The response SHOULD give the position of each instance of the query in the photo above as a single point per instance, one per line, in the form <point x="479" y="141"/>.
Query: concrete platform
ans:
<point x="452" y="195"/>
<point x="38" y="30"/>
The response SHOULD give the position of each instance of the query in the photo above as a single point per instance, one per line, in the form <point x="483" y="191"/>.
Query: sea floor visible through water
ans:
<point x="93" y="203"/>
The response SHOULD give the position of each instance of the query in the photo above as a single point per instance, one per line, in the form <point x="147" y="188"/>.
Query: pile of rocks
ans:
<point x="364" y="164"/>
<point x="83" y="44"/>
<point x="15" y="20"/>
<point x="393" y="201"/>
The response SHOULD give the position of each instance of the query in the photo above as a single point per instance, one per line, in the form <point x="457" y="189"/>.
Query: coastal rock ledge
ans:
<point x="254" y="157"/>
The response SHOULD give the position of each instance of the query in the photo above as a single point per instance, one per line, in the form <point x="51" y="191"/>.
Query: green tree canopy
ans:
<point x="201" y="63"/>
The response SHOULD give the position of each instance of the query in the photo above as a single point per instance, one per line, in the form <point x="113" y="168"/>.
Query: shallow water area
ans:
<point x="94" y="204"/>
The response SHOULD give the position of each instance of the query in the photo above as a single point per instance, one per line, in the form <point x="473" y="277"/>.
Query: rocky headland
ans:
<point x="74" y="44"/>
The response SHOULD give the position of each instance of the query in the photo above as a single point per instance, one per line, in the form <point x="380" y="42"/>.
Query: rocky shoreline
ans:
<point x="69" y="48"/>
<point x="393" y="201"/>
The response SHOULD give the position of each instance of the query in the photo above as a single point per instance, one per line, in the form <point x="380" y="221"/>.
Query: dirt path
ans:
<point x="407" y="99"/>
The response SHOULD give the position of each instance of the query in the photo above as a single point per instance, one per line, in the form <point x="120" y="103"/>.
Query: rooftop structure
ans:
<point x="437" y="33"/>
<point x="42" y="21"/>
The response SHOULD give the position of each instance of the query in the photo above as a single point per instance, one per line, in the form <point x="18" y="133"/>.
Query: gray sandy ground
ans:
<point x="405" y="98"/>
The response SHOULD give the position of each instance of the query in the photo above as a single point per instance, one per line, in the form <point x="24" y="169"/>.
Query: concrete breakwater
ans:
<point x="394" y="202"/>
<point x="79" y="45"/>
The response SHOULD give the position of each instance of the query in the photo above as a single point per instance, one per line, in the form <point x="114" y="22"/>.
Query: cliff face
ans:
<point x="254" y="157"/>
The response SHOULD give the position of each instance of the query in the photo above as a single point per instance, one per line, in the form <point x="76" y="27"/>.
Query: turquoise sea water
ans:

☆ ☆ ☆ ☆ ☆ ☆ ☆

● Stated goal:
Above are some records; extract every one of them exactly.

● Finished answer:
The response SHOULD give the position of each instance of the query in the photo above as a single point per instance, one per line, in the form <point x="479" y="141"/>.
Query: concrete platform
ans:
<point x="452" y="195"/>
<point x="38" y="30"/>
The response SHOULD give the position of each instance of the query in the photo above as a single point per instance, one per line, in the form <point x="483" y="191"/>.
Query: sea floor visible through water
ans:
<point x="93" y="203"/>
The response SHOULD give the position of each instance of the query in the photo above as a single point per instance, one per line, in the form <point x="147" y="188"/>.
Query: pile of rocks
ans:
<point x="364" y="164"/>
<point x="83" y="44"/>
<point x="15" y="20"/>
<point x="393" y="201"/>
The response SHOULD give the position of each instance of the query in the photo above as a single point per instance, one per line, in the form <point x="457" y="189"/>.
Query: coastal rock ledge
ans:
<point x="254" y="157"/>
The response SHOULD give the position of each instance of the query in the photo above as a single point per instance, one per line, in the form <point x="51" y="191"/>.
Query: green tree canopy
ans:
<point x="201" y="63"/>
The response SHOULD give the position of each instance of the query in the photo above as a single point per instance, one per line, in the form <point x="113" y="168"/>.
Query: shallow water area
ans:
<point x="94" y="204"/>
The response SHOULD give the position of each instance of the query in the photo above as a single point per instance, one per line, in the form <point x="473" y="277"/>.
Query: rocky headland
ans:
<point x="74" y="44"/>
The response SHOULD give the position of each instance of the query in the photo above as a single point per instance, one per line, in the form <point x="380" y="42"/>.
Query: rocky shoreline
ans:
<point x="69" y="48"/>
<point x="393" y="201"/>
The response SHOULD give the position of each instance of the query in the photo above as a single point per instance, one per line, in the form <point x="380" y="221"/>.
Query: dirt path
ans:
<point x="407" y="99"/>
The response SHOULD give the position of each instance of the query in the photo above as a single point per instance, one per line, in the form <point x="120" y="103"/>.
Query: rooftop structure
ans:
<point x="437" y="33"/>
<point x="42" y="21"/>
The response SHOULD give the position of each instance of the query in the photo above as a single point per instance, one per line, in the form <point x="18" y="133"/>.
Query: gray sandy ground
ans:
<point x="405" y="98"/>
The response SHOULD give the position of each instance of the query in the photo above as a single point per instance, one per line, in the form <point x="24" y="169"/>.
Query: concrete breakwater
ans:
<point x="394" y="202"/>
<point x="79" y="45"/>
The response SHOULD give the position of each instance of the query in the photo above as a single point per instance, one per line, in the form <point x="114" y="22"/>.
Query: cliff face
ans:
<point x="254" y="157"/>
The response SHOULD give the position of each instance of the query in the photo above as a single point per instance, one per line, in the form <point x="76" y="27"/>.
Query: turquoise sea water
ans:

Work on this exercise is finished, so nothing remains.